What to produce:
From the line with "80 52 L 103" through the line with "Draw the outline", inclusive, return each line of the data below exactly and leave the rest out.

═══

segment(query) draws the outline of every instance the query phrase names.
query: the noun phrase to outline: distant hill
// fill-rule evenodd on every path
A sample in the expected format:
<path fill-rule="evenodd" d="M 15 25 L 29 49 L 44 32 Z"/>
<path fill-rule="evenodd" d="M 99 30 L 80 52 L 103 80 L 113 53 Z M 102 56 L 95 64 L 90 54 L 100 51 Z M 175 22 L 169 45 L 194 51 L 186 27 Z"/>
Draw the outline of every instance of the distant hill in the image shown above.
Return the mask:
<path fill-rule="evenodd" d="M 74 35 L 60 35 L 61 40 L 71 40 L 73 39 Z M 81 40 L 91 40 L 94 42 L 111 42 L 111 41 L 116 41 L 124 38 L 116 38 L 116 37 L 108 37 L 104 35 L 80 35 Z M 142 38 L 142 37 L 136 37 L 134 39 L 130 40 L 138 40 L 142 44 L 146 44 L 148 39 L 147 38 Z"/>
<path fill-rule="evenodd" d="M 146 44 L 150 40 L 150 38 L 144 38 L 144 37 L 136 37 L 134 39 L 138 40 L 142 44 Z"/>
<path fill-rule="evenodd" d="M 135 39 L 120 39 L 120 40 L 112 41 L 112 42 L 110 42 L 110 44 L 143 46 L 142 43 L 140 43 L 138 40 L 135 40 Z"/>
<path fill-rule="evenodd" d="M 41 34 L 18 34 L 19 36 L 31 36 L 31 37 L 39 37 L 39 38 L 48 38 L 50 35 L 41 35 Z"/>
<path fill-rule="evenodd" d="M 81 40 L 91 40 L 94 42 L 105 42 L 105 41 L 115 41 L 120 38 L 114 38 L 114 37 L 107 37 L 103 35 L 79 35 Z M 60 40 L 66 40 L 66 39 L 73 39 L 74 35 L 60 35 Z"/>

═══

Answer for the task:
<path fill-rule="evenodd" d="M 99 30 L 80 52 L 103 80 L 113 53 Z M 102 56 L 95 64 L 90 54 L 100 51 Z M 175 22 L 169 45 L 194 51 L 186 27 Z"/>
Draw the outline of every instance of the distant hill in the image shown above.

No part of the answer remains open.